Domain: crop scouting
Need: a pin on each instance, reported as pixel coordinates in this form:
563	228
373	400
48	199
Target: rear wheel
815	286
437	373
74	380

STATED TASK: Repeat the records above in full, character for character.

OUTPUT:
Domain: crop scouting
Need: a pin on each instance, reported as pixel coordinates in this form:
563	228
373	400
48	199
Target: rear wheel
815	286
437	373
74	380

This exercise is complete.